#### What is expected:
Leave the images out, and copy each of the records below exactly.

#### Supplied material:
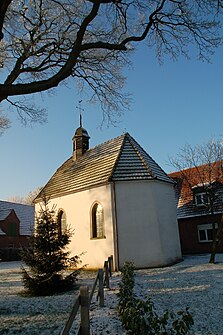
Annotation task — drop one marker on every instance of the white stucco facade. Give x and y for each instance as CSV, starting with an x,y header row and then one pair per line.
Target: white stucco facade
x,y
77,208
146,223
139,224
118,201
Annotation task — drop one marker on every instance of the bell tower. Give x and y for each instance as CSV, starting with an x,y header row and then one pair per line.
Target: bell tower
x,y
80,141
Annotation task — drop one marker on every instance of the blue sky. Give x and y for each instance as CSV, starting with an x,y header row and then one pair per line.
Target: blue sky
x,y
172,104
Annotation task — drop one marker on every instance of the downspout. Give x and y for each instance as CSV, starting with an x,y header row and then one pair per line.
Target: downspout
x,y
115,228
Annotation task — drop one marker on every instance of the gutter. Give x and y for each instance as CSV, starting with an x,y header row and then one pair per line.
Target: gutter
x,y
115,228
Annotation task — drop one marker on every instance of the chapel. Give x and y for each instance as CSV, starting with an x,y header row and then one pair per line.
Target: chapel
x,y
118,201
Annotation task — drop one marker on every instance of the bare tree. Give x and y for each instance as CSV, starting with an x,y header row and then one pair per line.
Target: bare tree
x,y
201,168
45,42
4,122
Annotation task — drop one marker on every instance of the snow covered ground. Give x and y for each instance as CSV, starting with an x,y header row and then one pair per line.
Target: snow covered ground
x,y
193,282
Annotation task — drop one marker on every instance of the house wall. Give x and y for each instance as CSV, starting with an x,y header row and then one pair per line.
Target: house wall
x,y
146,223
189,235
78,212
12,241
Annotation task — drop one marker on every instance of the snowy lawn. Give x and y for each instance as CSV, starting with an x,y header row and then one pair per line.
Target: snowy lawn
x,y
193,282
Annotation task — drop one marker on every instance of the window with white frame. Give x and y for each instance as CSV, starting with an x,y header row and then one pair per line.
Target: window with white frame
x,y
97,221
201,199
205,232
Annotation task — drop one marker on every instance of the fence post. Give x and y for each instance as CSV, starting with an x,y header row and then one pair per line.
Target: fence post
x,y
106,274
84,302
101,288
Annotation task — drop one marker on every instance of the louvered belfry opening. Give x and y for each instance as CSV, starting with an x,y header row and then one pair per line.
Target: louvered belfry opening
x,y
80,142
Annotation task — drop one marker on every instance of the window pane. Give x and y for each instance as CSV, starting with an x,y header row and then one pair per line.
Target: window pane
x,y
97,221
210,234
198,199
99,218
202,235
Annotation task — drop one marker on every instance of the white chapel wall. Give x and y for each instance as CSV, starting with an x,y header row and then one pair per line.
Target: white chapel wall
x,y
77,207
146,221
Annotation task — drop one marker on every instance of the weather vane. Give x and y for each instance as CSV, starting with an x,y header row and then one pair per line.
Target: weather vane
x,y
79,107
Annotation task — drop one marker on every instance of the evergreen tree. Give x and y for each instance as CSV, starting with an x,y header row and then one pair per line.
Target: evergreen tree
x,y
47,258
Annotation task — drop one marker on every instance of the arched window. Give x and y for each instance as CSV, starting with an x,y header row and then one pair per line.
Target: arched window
x,y
97,221
62,222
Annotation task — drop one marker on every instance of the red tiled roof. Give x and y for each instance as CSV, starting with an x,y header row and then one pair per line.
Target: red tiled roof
x,y
191,178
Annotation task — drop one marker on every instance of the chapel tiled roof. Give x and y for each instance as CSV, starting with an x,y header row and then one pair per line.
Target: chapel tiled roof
x,y
120,159
25,214
198,177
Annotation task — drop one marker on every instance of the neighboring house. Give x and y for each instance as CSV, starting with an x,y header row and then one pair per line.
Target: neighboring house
x,y
193,190
118,201
16,225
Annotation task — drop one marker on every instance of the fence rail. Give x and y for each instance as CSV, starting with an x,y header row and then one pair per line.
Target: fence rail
x,y
83,300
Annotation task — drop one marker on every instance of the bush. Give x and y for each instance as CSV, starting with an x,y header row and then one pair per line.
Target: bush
x,y
139,317
47,258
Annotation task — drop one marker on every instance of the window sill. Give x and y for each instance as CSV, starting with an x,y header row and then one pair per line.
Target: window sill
x,y
98,238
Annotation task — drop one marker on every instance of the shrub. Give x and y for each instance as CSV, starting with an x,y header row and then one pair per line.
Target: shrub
x,y
139,317
48,259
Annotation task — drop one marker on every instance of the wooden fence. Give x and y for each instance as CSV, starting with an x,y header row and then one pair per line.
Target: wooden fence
x,y
84,298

#### The completed task:
Annotation task — drop one marker on every instance of the white stucco facade. Give x and y for each instance as CSV, starting with an x,y header row and then one pair per line.
Target: white stucco facade
x,y
77,208
146,223
139,224
118,201
Annotation task — drop one marker on every instance of the bell tower. Give x and y for each instance as CSV, starting with an x,y header row and then one pair per line.
Target: bell tower
x,y
80,141
Annotation task — drop one marker on every instance of the blue sky. Give x and y for each instance as CSV, starting with an x,y header row and then one pair per line.
Target: blue sky
x,y
172,104
Annotation task — drop one marker on every instance of the downspout. Give x and y for each instance as CSV, starting with an x,y header row and then one pair per line.
Target: downspout
x,y
115,228
Annotation task — drop one marker on every instance of the gutter. Give x and y for each instance as CSV, starting with an x,y header row and then one pair per line.
Target: gutter
x,y
115,228
Annotation task — drop one marker on every instance of the chapel. Give x and y for each instance as CSV, starting with an x,y header row and then one pair per line.
Target: chapel
x,y
118,201
Annotation task — drop one marker on every instance of the bare tree. Give x and y for each instance as CSV, starting with an x,y header row and then one pair per line.
Target: bare tree
x,y
201,168
45,42
4,122
Annotation task — drop one marker on every instance of the snow covered ground. Give x and y for each instance as CSV, starting with an x,y header row and then one pair per line.
Target: snow covered ground
x,y
193,282
Annotation task — drop one marker on every instance of the house wall. Give x and y for each instance as CSV, starting with an x,y header row and then one pair per line.
Target: house wall
x,y
146,223
189,235
78,212
12,241
Annotation task — drop one marker on every instance of the snowy lawn. Give x and y for each instance as CSV, starting with an x,y header row and then one pair per line.
Target: snowy lawn
x,y
193,282
Annotation task — drop one marker on every instance of the window with white frame. Give x and y for each instance as CSV, starting with an x,y header row and then one pair per line.
Target: window with white frame
x,y
97,221
201,199
205,232
Annotation task — drop one marker on every instance of the fence post. Give x and y for each instance as CSV, starting with an x,y header row and then one pair per line.
Target: fence post
x,y
106,274
84,302
101,288
Annotation task — drop one marker on every instance of the louvered belfry opening. Give x and y for each instance as CSV, starting with an x,y header row and then one pair per line.
Target: louvered belfry opening
x,y
80,142
Annotation task — drop one marker on every instance of the window pane. Give x and y for each instance as CSV, starting with an x,y header row and then one pair per line.
Target: window pane
x,y
97,221
210,234
198,199
99,218
202,235
Annotation task — drop one marker on every instance of the white chapel wall. Give x and y for each instance as CSV, starting with an x,y header row and then one pair per line.
Target: white chapel wall
x,y
77,207
146,221
Annotation task — drop one marker on every instance of the weather vane. Give x and y for each instance as CSV, starting with an x,y header row and then one pair per line.
Target: weather vane
x,y
79,107
Annotation task — drop one marker on every instance of the evergreen tree. Give x and y for each instance as CSV, starting with an x,y header row and then one pair per line.
Target: evergreen tree
x,y
47,258
Annotation task — drop one marker on every instance of the arched window. Give x and y for each instance as CSV, starting with an x,y header row and then one pair per line.
Target: arched window
x,y
97,221
62,222
Annotation task — drop one marker on every instance of the red tiled roof. Give x and y for each instance as CSV, starting with an x,y header row and then one pair per line.
Target: red tiled roof
x,y
191,178
Annotation task — drop one marker on every instance of the chapel tiled roof. Give x and y for each instance as CSV, starting with an x,y header row and then one pair per line.
Target: chapel tiled roof
x,y
120,159
25,214
198,177
Annotation task — drop one marker on every instance of the neighboring house. Give x and y for each instance as CSV, starting with an x,y header row and then one pair per line.
Target: neighboring house
x,y
193,190
118,201
16,225
Annotation task — drop one marker on every instance of the fence rail. Give x and y for each instance as CSV, starting with an x,y header row and then one pair per line.
Target: fence rail
x,y
83,300
Annotation task — drop one marker on every instance of the bush. Give x and y for each instance as CSV, starting with an x,y header row and then one pair per line.
Target: bush
x,y
139,317
47,258
Annotation task — drop one marker on every instance of the window sill. Give x and y for each instance as CSV, starting with an x,y header row and then one pair per line.
Target: window sill
x,y
98,238
Annotation task — drop one marker on every instance of the shrub. Give x and y for each instance as CSV, starting with an x,y header row and then one pair per line.
Target: shrub
x,y
139,317
48,259
Annotation task — drop one marker on every instance of the wooden fence. Give x and y for each instance as CSV, starting with an x,y header row and then one pair per line.
Target: wooden fence
x,y
84,298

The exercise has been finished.